**Page text**
Transforming male supremacy in our everyday activism and lives
Every form of struggle for social and environmental justice, dignity and survival is, to a greater or lesser extent, about power. The power to shape or dominate the 'story', to define what's 'real', what's valued, what counts, what's visible, what's invisible. The power to shape organisations, institutions, cultures, sub-cultures, shared meanings, shared expectations, shared myths. The power to provide or withhold information, to gate-keep access to information, to define what information is valid and to be trusted. The power to develop and maintain hierarchies, to control decision-making, to use subtle and overt forms of propaganda to marginalise dissent and local autonomy.
This power is generally not earned. It becomes part and parcel of being privileged. I don't need to do anything to receive the benefits of being able-bodied and heterosexual. These benefits arise by virtue of my privilege in these areas. Ongoing occupation of Aboriginal and Islander nations and lands provides me with advantages, rights and resources that I didn't need to actively steal ... this stolen wealth is bestowed to me every day.
Whether acting in solidarity with local communities affected by unconventional gas exploration, South Pacific Islander nations threatened by climate change or 'free trade' agreements, or with old growth forests targeted by corporate interests, effective activist work requires us to be keenly aware of the dynamics of power including our own use of power. We acknowledge that as allies to their struggle, we have forms of power and privilege that we need to become un-blind to, learn more about, actively detect and monitor in an ongoing way, and transform, so that we don't add to the oppression of those who we wish to act in solidarity with. We need to tune our antennae to both the 'micro-politics' of privilege in the everyday, and to how power plays out in the bigger picture around us.
Being an aspiring ally is a collective struggle, to learn what it might mean to be white, able-bodied, human or economically privileged, and to not leave it up to those without privilege to hold a mirror up to our misuse and abuse of power. To discover how we have come to see our privilege as an entitlement. To take responsibility to make visible what is often invisible to us. And to learn from others about very different ways of co-creating and being sensitive with power, systems of valuing and re-valuing that can shake the very foundations of what we've been taught.
Not a simple dividing line
Of course, it's not a simple dividing line between those with privilege and those without. One might have privilege in some ways, and at the same time, experience marginalisation and oppression in another way that deeply affects the opportunities one has, how one is seen, one's access to resources, one's status. And some people experience multiple forms of oppression, including many of those who our campaigns are in the service of.
While we know this to a greater or lesser extent in our social justice and environmental activism, there is one dimension of power that we are sometimes particularly blind to within our autonomous or progressive communities. Or more correctly, that men in our collectives and communities are often blind to … gender, and what it means to benefit from male supremacy.
I've come to realise that we can't assume that because an autonomous collective or progressive community is growing antennae to detect racism, anthropocentrism or classism, that the men within that community are on a journey to develop their gender antennae. While I hear some conversations and genuine reflection about what it means to be white, or middle class, or from a Minority World (overdeveloped) nation, I hear little, from men, about what it means to carry male privilege and entitlement. This is not a moralistic observation from some enlightened space ... I'm reflecting on my gender blindness from my own history within progressive struggles too.
As a cis-gendered, able-bodied white male, who aspires to be an ally to women in their struggle for freedom from men's violence and misogyny, for control over their bodies and lives, sexual autonomy and emotional, social and economic safety, there is much that I need to take responsibility for.

**Set exercise 1**
Could you repeat the rows word for word, everything from the line containing "Might I ask you to point at the bear's snout" down to the final row, including both of those lines?

**Data provided**
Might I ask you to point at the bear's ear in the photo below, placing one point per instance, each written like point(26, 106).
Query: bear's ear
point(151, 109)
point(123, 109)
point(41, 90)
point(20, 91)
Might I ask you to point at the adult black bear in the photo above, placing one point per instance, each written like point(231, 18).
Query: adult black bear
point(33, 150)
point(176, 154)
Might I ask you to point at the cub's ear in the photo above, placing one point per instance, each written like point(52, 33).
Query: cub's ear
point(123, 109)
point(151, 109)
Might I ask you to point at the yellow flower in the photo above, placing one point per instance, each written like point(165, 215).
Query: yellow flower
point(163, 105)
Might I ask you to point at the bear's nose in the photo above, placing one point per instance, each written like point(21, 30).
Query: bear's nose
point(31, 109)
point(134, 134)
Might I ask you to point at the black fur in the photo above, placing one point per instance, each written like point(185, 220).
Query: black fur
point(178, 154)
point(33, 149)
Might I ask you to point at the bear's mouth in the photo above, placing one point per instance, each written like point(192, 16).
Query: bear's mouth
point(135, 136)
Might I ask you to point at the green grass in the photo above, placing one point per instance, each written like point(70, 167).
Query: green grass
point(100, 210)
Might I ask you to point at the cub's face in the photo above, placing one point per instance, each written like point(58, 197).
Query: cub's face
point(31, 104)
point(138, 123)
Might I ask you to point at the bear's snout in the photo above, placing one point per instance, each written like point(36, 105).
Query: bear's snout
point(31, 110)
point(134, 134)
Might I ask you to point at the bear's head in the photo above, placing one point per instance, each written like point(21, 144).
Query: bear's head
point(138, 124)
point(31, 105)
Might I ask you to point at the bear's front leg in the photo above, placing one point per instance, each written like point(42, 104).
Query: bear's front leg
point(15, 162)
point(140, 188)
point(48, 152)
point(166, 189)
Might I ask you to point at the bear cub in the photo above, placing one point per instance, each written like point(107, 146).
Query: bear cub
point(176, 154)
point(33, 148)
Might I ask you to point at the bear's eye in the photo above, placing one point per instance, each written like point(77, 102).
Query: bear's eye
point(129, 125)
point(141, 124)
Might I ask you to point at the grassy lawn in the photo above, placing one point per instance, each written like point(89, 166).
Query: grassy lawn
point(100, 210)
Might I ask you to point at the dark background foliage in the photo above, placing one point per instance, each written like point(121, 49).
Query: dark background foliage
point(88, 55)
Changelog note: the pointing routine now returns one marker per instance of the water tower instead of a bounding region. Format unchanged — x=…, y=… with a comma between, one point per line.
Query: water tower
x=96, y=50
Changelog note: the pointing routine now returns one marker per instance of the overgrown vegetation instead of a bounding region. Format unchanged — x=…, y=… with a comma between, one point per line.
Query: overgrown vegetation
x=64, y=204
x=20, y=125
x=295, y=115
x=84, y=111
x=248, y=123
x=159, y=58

**Set exercise 2**
In the essay on male supremacy in activism, can you turn the paragraph beginning "Every form of struggle for social and environmental justice" into a shorter bulleted list that keeps its main points?

**Right answer 1**
Might I ask you to point at the bear's snout in the photo above, placing one point per instance, each written like point(36, 105).
Query: bear's snout
point(31, 110)
point(134, 134)
Might I ask you to point at the bear's head in the photo above, placing one point per instance, each written like point(21, 144).
Query: bear's head
point(138, 124)
point(31, 105)
Might I ask you to point at the bear's front leg in the photo above, placing one point per instance, each written like point(42, 104).
Query: bear's front leg
point(15, 162)
point(140, 188)
point(48, 152)
point(166, 189)
Might I ask you to point at the bear cub in the photo above, placing one point per instance, each written like point(107, 146).
Query: bear cub
point(176, 154)
point(33, 148)
Might I ask you to point at the bear's eye in the photo above, placing one point per instance, each written like point(77, 102).
Query: bear's eye
point(129, 125)
point(141, 124)
Might I ask you to point at the grassy lawn in the photo above, placing one point per instance, each written like point(89, 166).
Query: grassy lawn
point(100, 210)
Might I ask you to point at the dark background foliage in the photo above, placing one point per instance, each written like point(121, 49).
Query: dark background foliage
point(88, 55)
Changelog note: the pointing routine now returns one marker per instance of the water tower instead of a bounding region. Format unchanged — x=…, y=… with a comma between, one point per line.
Query: water tower
x=96, y=50
Changelog note: the pointing routine now returns one marker per instance of the overgrown vegetation instead of a bounding region. Format unchanged — x=…, y=… with a comma between, one point per line.
Query: overgrown vegetation
x=64, y=204
x=20, y=125
x=295, y=115
x=84, y=111
x=248, y=123
x=159, y=58

**Right answer 2**
Every struggle for social and environmental justice, dignity and survival is, to some degree, about power:
- Shaping the "story": defining what is real, valued, counted, visible or invisible
- Shaping organizations, institutions, cultures, sub-cultures, and shared meanings, expectations and myths
- Providing, withholding or gatekeeping information, and deciding what information is valid and trustworthy
- Building and maintaining hierarchies, controlling decision-making, and using subtle or overt propaganda to marginalize dissent and local autonomy